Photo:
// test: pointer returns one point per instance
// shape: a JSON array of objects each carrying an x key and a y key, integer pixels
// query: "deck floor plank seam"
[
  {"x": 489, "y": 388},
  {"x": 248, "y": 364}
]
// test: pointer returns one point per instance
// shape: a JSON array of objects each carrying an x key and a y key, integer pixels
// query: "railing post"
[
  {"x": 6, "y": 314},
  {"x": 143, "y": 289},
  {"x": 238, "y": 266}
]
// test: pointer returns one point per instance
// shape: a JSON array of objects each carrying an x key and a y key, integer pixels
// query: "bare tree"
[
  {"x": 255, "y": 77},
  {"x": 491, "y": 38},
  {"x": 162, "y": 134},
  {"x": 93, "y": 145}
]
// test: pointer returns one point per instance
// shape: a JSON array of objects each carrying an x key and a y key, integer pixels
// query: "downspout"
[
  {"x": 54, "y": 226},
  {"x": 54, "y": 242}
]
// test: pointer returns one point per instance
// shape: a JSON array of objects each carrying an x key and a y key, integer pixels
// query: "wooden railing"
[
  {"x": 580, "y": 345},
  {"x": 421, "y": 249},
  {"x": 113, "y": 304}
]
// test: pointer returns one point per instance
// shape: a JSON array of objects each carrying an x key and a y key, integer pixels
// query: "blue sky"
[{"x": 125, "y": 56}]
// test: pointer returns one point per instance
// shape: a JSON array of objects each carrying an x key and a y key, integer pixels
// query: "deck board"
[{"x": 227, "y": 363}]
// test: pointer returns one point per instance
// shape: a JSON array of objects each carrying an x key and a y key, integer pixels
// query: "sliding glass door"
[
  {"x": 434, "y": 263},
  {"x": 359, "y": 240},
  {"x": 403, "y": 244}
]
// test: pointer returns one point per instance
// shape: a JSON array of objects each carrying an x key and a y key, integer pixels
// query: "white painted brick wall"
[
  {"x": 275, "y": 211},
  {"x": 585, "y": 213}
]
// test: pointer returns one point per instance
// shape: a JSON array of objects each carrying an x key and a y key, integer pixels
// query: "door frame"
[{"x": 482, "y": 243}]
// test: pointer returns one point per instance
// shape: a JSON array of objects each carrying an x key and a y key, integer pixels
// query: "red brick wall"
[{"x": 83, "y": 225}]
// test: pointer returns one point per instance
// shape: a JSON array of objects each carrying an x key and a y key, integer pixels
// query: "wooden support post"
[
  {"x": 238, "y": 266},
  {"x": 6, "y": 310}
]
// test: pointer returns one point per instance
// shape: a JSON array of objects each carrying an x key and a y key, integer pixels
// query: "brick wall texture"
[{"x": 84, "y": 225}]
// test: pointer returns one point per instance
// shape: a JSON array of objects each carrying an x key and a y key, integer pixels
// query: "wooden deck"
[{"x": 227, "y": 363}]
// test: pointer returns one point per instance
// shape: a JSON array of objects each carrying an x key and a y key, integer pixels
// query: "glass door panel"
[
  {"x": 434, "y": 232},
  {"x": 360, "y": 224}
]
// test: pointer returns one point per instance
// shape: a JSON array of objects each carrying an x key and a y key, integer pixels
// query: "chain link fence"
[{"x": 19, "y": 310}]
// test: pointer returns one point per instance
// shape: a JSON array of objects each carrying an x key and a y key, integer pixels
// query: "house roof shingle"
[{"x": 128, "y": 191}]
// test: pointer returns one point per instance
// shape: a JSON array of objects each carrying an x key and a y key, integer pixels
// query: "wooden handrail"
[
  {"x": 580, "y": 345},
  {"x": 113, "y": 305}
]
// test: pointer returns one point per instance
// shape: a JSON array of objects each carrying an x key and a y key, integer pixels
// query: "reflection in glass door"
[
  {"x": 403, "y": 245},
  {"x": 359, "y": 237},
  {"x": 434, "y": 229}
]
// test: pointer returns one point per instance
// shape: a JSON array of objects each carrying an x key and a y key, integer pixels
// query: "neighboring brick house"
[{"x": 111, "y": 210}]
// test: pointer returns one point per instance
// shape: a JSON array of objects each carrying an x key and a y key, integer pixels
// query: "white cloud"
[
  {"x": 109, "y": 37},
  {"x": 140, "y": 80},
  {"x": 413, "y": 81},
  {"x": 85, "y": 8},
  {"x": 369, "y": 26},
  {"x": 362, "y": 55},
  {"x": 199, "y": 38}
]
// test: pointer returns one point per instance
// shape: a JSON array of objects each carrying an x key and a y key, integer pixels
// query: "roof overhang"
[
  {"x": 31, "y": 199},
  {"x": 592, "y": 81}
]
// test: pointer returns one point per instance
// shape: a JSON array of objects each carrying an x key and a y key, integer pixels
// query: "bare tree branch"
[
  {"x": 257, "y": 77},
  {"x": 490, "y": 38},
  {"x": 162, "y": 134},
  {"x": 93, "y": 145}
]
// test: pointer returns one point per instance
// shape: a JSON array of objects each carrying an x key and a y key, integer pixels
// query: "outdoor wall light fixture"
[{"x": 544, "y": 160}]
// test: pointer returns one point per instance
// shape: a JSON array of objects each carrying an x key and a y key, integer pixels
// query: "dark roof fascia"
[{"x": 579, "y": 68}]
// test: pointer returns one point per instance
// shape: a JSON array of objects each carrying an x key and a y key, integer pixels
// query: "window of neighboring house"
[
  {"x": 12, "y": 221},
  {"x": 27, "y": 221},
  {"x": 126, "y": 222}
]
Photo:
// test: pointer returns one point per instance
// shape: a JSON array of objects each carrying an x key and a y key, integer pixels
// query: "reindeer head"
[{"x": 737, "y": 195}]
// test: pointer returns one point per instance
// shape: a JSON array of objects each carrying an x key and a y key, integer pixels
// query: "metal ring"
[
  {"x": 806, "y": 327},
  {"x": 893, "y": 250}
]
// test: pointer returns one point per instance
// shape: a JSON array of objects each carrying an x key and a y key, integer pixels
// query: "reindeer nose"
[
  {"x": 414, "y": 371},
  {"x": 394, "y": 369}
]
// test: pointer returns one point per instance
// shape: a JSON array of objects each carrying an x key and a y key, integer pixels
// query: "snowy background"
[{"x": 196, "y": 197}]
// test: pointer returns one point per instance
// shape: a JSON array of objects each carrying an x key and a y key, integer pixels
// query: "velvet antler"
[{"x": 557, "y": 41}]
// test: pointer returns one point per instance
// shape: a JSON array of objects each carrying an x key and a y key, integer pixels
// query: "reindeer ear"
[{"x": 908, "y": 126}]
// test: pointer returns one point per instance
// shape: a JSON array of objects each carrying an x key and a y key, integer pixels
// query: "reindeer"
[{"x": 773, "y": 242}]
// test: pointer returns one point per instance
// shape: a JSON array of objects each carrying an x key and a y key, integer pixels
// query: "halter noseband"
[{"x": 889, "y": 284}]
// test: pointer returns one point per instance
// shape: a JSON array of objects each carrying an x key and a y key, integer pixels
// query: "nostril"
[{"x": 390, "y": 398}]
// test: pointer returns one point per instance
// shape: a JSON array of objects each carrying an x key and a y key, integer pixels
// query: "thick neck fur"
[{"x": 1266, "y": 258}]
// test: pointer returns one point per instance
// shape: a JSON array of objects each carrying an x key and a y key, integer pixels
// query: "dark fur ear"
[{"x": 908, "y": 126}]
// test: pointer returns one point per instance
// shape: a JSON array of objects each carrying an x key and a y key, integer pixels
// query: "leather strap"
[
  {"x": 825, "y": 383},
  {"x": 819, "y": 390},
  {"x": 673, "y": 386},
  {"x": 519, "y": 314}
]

#### [Instructions to follow]
Restate every record exactly, leaving nothing out.

#### [Output of the task]
Photo:
// test: pointer returns one point per instance
// shape: a JSON array of objects each carrying an x key and a y key, integer pixels
// query: "deck floor plank seam"
[
  {"x": 489, "y": 388},
  {"x": 248, "y": 364}
]
// test: pointer returns one point per instance
// shape: a JSON array of objects each carrying an x key and a y key, integer pixels
// query: "railing post"
[
  {"x": 6, "y": 314},
  {"x": 143, "y": 289},
  {"x": 238, "y": 266}
]
// test: pointer returns one point per instance
// shape: a JSON array of objects each carrying an x key and a y key, integer pixels
// query: "bare tree"
[
  {"x": 255, "y": 77},
  {"x": 491, "y": 38},
  {"x": 162, "y": 134},
  {"x": 93, "y": 145}
]
// test: pointer returns one point per instance
// shape: a JSON array of objects each carrying an x key and a y key, integer pixels
// query: "downspout"
[
  {"x": 54, "y": 226},
  {"x": 54, "y": 242}
]
// test: pointer returns one point per instance
// shape: a JSON array of objects each carrying an x key and a y key, integer pixels
// query: "wooden railing"
[
  {"x": 580, "y": 345},
  {"x": 421, "y": 249},
  {"x": 113, "y": 304}
]
// test: pointer returns one point per instance
// shape: a JSON array of objects each carrying an x key and a y key, integer pixels
// query: "blue sky"
[{"x": 125, "y": 56}]
// test: pointer returns one point per instance
// shape: a JSON array of objects each carrying an x key and a y key, integer pixels
// query: "deck board"
[{"x": 227, "y": 363}]
// test: pointer returns one point per instance
// shape: a JSON array of objects each carrying an x key and a y key, integer pixels
// query: "sliding glass door"
[
  {"x": 434, "y": 263},
  {"x": 359, "y": 240},
  {"x": 403, "y": 244}
]
// test: pointer returns one point per instance
// shape: a JSON array of objects each carrying an x key and a y key, integer pixels
// query: "white painted brick wall"
[
  {"x": 275, "y": 211},
  {"x": 585, "y": 213}
]
// test: pointer returns one point per instance
// shape: a JSON array of objects each carrying an x key and a y key, integer pixels
// query: "door frame"
[{"x": 482, "y": 243}]
// test: pointer returns one point per instance
// shape: a JSON array of objects each carrying an x key and a y key, integer pixels
// query: "red brick wall"
[{"x": 83, "y": 225}]
// test: pointer returns one point per instance
// shape: a JSON array of objects each carrying an x key and a y key, integer pixels
// query: "wooden support post"
[
  {"x": 238, "y": 266},
  {"x": 6, "y": 310}
]
// test: pointer returns one point per instance
// shape: a JSON array of objects each carrying an x key and a y key, integer pixels
// query: "brick wall texture"
[{"x": 84, "y": 225}]
// test: pointer returns one point per instance
// shape: a JSON array of objects each carrying an x key and a y key, integer pixels
// query: "wooden deck"
[{"x": 227, "y": 363}]
// test: pointer returns one point per instance
// shape: a JSON array of objects each carrying an x key and a y key, integer pixels
// query: "glass door panel"
[
  {"x": 434, "y": 232},
  {"x": 360, "y": 224}
]
// test: pointer returns one point per instance
// shape: a JSON array of objects each carrying an x key and a y key, integer pixels
// query: "chain link fence"
[{"x": 19, "y": 310}]
// test: pointer returns one point per instance
// shape: a JSON array of objects each carrying an x key and a y key, integer pixels
// query: "house roof shingle"
[{"x": 128, "y": 191}]
// test: pointer returns one point per instance
// shape: a JSON array of objects each carrying an x key and a y key, integer pixels
// query: "wooden handrail"
[
  {"x": 580, "y": 345},
  {"x": 113, "y": 305}
]
// test: pointer returns one point per instance
// shape: a JSON array of objects each carrying an x key and a y key, integer pixels
// query: "reflection in glass door"
[
  {"x": 403, "y": 245},
  {"x": 359, "y": 237},
  {"x": 434, "y": 229}
]
// test: pointer returns one point per instance
// shape: a JSON array of objects each carrying an x key and a y key, integer pixels
// query: "neighboring brick house"
[{"x": 111, "y": 210}]
// test: pointer returns one point per instance
// shape: a JSON array of objects each carrying an x key and a y key, integer pixels
// query: "white cloud"
[
  {"x": 109, "y": 37},
  {"x": 140, "y": 80},
  {"x": 413, "y": 81},
  {"x": 85, "y": 8},
  {"x": 369, "y": 26},
  {"x": 362, "y": 55},
  {"x": 199, "y": 38}
]
// test: pointer returns one point per instance
// shape: a JSON array of objects each carrying an x key and a y key, integer pixels
// query: "roof overhang"
[
  {"x": 31, "y": 199},
  {"x": 592, "y": 81}
]
// test: pointer returns one point per instance
// shape: a JSON array of objects each carrying an x key and a y key, integer pixels
// query: "bare tree branch"
[
  {"x": 257, "y": 77},
  {"x": 490, "y": 38},
  {"x": 162, "y": 134},
  {"x": 93, "y": 145}
]
// test: pointer returns one point per instance
// shape: a JSON array of objects each carrying an x key and a y key, integer pixels
// query: "outdoor wall light fixture"
[{"x": 544, "y": 160}]
// test: pointer returns one point per instance
// shape: a JSON array of objects each carrying an x key and a y key, integer pixels
// query: "dark roof fascia"
[{"x": 579, "y": 68}]
// test: pointer returns one point per instance
// shape: a JSON array of objects each carrying an x key and a y key, integer pixels
// query: "window of neighboring house"
[
  {"x": 12, "y": 221},
  {"x": 27, "y": 221},
  {"x": 126, "y": 222}
]
Photo:
// test: pointer returns one point per instance
// shape: a JSON array of objects each carrying an x key and a y key, integer pixels
// query: "reindeer head"
[{"x": 737, "y": 195}]
// test: pointer returns one point per instance
// shape: a JSON array of objects each carrying an x key and a y key, integer pixels
// query: "metal ring"
[
  {"x": 806, "y": 327},
  {"x": 893, "y": 250}
]
// test: pointer returns one point per instance
// shape: a JSON array of objects each carrying an x key and a y key, integer pixels
// query: "reindeer nose"
[
  {"x": 414, "y": 371},
  {"x": 394, "y": 369}
]
// test: pointer returns one point per instance
// shape: a JSON array of objects each carrying an x key and a y key, integer pixels
// query: "snowy background"
[{"x": 196, "y": 197}]
// test: pointer returns one point per instance
// shape: a JSON array of objects each carrying an x key and a y key, integer pixels
// query: "velvet antler"
[{"x": 557, "y": 41}]
// test: pointer returns one point per instance
// shape: a JSON array of objects each carrying an x key and a y key, integer pixels
// query: "reindeer ear"
[{"x": 908, "y": 126}]
// test: pointer returns one point per instance
// shape: a JSON array of objects each carrying an x key and a y key, integer pixels
// query: "reindeer"
[{"x": 773, "y": 242}]
// test: pointer returns one point per instance
// shape: a JSON array of objects each carrying an x key and a y key, integer pixels
// query: "halter noseband"
[{"x": 889, "y": 284}]
// test: pointer returns one point per instance
// shape: a JSON array of objects each carrying an x key and a y key, integer pixels
// query: "nostril"
[{"x": 390, "y": 398}]
// test: pointer returns one point per instance
// shape: a JSON array of objects each carrying an x key and a y key, integer pixels
// query: "thick neck fur"
[{"x": 1266, "y": 258}]
// test: pointer returns one point per instance
// shape: a JSON array of objects each carrying an x key and a y key, integer pixels
// query: "dark fur ear"
[{"x": 908, "y": 126}]
// test: pointer returns one point per instance
// shape: a JSON array of objects each carrying an x key and a y key, integer pixels
// query: "leather strap"
[
  {"x": 825, "y": 383},
  {"x": 819, "y": 390},
  {"x": 673, "y": 386},
  {"x": 519, "y": 314}
]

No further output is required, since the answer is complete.